**OBJECTIVE**
Starting at the line containing "Task: annotate each instance of the rectangular" and continuing through the last line, rewrite the lines with "wooden panel" changed to "timber panel" and everything else left as is. Leave the pictures out of your answer.

☆ ☆ ☆ ☆ ☆ ☆ ☆

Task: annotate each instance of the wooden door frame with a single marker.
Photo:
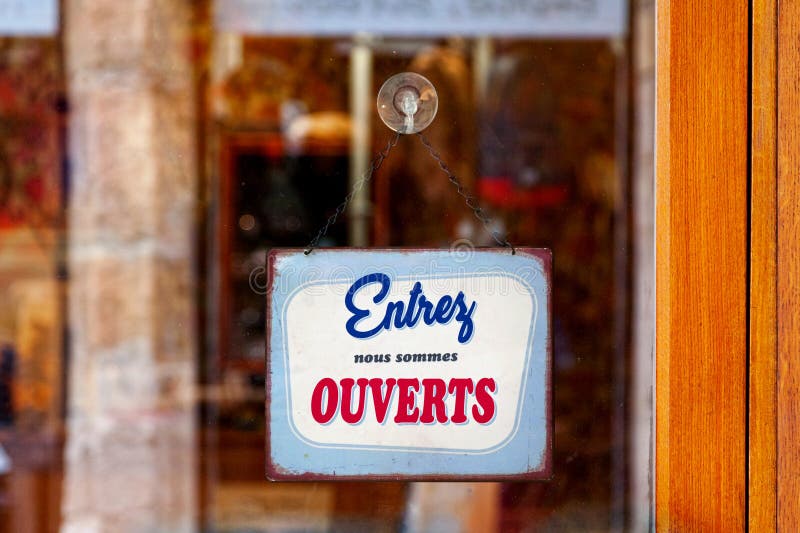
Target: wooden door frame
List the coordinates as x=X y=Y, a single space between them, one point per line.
x=727 y=454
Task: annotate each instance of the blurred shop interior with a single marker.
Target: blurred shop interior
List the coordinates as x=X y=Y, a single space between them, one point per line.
x=152 y=152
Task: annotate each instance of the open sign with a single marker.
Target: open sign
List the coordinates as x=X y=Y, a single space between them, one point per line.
x=408 y=364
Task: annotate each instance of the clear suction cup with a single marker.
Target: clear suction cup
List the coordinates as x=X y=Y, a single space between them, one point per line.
x=407 y=102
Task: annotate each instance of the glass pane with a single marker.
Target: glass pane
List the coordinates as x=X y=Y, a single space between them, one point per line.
x=152 y=153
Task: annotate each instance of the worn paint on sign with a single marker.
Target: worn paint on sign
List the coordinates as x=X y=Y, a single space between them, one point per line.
x=408 y=364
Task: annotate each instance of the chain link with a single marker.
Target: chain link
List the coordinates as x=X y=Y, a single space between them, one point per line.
x=374 y=165
x=470 y=200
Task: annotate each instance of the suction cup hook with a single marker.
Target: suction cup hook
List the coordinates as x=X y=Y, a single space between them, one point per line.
x=407 y=102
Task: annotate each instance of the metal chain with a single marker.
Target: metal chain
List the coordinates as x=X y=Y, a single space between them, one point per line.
x=374 y=165
x=470 y=200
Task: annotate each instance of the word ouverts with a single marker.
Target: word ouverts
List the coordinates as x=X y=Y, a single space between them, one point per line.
x=418 y=401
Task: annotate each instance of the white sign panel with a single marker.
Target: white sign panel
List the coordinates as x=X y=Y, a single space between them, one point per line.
x=546 y=18
x=400 y=363
x=28 y=17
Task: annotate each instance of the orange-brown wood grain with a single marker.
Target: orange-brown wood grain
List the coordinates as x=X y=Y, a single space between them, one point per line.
x=788 y=416
x=701 y=265
x=762 y=497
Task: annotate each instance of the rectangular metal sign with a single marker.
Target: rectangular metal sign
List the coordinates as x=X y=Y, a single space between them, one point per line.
x=28 y=17
x=546 y=18
x=408 y=364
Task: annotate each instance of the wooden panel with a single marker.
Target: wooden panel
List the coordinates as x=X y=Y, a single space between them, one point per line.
x=701 y=265
x=762 y=502
x=788 y=266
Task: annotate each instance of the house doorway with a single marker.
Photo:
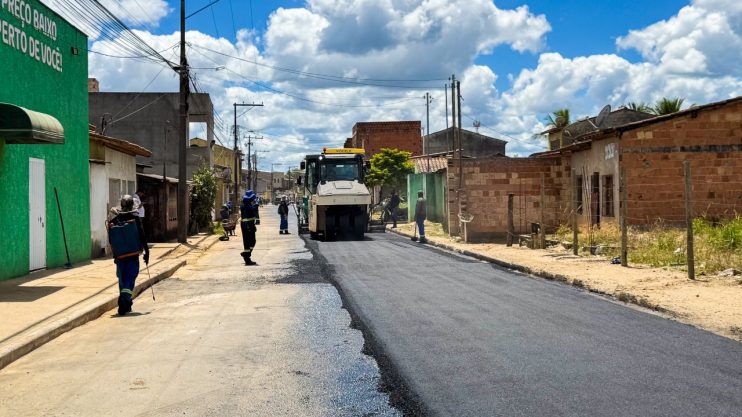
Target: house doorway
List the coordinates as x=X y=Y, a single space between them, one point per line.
x=37 y=214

☆ ☆ ☆ ☆ ☆ ☆ ☆

**OUTPUT**
Task: annotate each instance of the rectangular metal sign with a single marker.
Target: rectangular metal sign
List the coordinates as x=X y=Y, a single space between them, one point per line.
x=28 y=17
x=546 y=18
x=408 y=364
Task: annotate each instance of the timber panel with a single marker.
Target: timber panel
List the coordinates as x=X y=Y, a single space between them, one point per line.
x=701 y=265
x=762 y=502
x=788 y=266
Task: annotate each instance of the house doorway with a single marker.
Photo:
Target: house doorway
List the coordinates as x=X y=Y, a single space between them, one point per line.
x=37 y=214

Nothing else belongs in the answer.